# Written instruction:
Rewrite the lines below, replacing "a pin per instance" with "one point for each instance" wherever it appears and changing nothing else. Omit the pictures from your answer.

────────

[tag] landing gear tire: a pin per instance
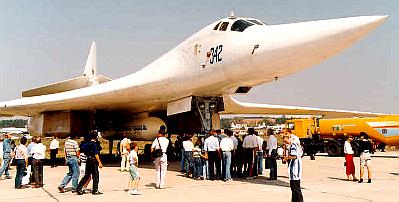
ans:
(334, 148)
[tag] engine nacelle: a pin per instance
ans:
(60, 123)
(143, 129)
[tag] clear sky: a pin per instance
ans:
(47, 41)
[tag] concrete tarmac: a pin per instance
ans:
(323, 180)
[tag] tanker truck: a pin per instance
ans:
(328, 135)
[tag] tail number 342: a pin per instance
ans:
(216, 54)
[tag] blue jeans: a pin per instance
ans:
(259, 161)
(73, 174)
(188, 161)
(226, 164)
(4, 168)
(21, 165)
(197, 167)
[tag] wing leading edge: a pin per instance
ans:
(233, 106)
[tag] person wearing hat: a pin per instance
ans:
(93, 162)
(161, 160)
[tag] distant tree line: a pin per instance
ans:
(17, 123)
(226, 122)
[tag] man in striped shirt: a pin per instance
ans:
(295, 166)
(71, 158)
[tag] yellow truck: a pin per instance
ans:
(327, 135)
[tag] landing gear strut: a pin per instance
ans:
(208, 109)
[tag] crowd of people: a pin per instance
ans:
(225, 156)
(217, 156)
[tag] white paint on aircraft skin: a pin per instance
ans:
(186, 70)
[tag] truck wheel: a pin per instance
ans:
(334, 148)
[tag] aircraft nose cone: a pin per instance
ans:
(299, 45)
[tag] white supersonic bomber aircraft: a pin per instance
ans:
(187, 88)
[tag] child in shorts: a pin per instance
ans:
(134, 174)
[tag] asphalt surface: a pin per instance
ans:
(323, 180)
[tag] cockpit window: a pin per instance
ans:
(240, 25)
(255, 21)
(217, 25)
(223, 27)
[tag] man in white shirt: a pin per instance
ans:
(233, 169)
(272, 154)
(38, 152)
(259, 154)
(227, 146)
(188, 147)
(54, 146)
(212, 148)
(161, 162)
(21, 158)
(250, 145)
(295, 165)
(124, 149)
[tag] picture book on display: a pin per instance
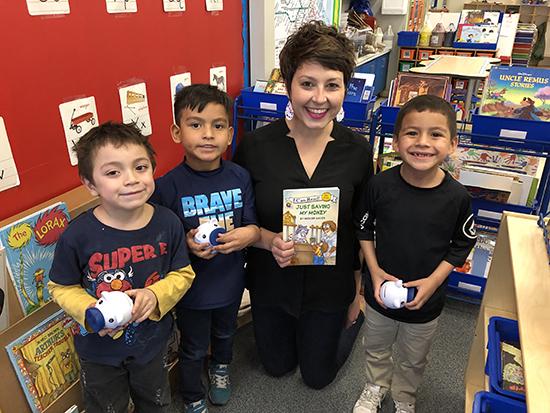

────────

# Written response:
[tag] landing gear tire: one point for each instance
ans:
(334, 148)
[tag] engine nacelle: one point for each instance
ans:
(60, 123)
(143, 129)
[tag] clear sky: one point for each instance
ans:
(47, 41)
[tag] concrete tarmac: one point for each instance
ans:
(323, 180)
[tag] tanker truck: one point for each instance
ans:
(328, 135)
[tag] tail number 342: one point for each instance
ans:
(216, 54)
[tag] blue jeans: one point for each instance
ans:
(259, 161)
(73, 174)
(188, 161)
(226, 164)
(4, 168)
(21, 165)
(197, 167)
[tag] wing leading edge: one point for each instance
ans:
(233, 106)
[tag] person wearing hat: one point for each instance
ans:
(93, 162)
(161, 160)
[tag] distant tree line: one point for each instance
ans:
(17, 123)
(226, 122)
[tag] man in striped shirt: one point for each instance
ans:
(295, 166)
(71, 158)
[tag] yellow truck: one point for each instance
ans:
(327, 135)
[tag] landing gear strut: one point for each instance
ans:
(208, 109)
[tag] crowd of people: one point for each instance
ans:
(225, 156)
(217, 156)
[tag] white paint on aircraft skin: one point for each instance
ans:
(186, 70)
[tag] truck wheel: one point for each instance
ans:
(334, 148)
[tag] aircraft nose cone: one point for each instance
ans:
(299, 45)
[tag] white supersonic bomber aircraft: one point for each instance
ans:
(187, 88)
[tag] child in shorts: one point for each instance
ans:
(134, 174)
[tag] asphalt surface: one point for each instance
ans:
(323, 180)
[tag] cockpit window: one point for each instance
ans:
(240, 25)
(255, 21)
(217, 25)
(223, 27)
[tag] man in white shirt: one point for each instance
ans:
(233, 169)
(272, 154)
(38, 152)
(259, 154)
(227, 146)
(188, 147)
(54, 146)
(212, 148)
(161, 162)
(21, 158)
(250, 145)
(295, 165)
(124, 149)
[tag] picture book on display: one point for each instance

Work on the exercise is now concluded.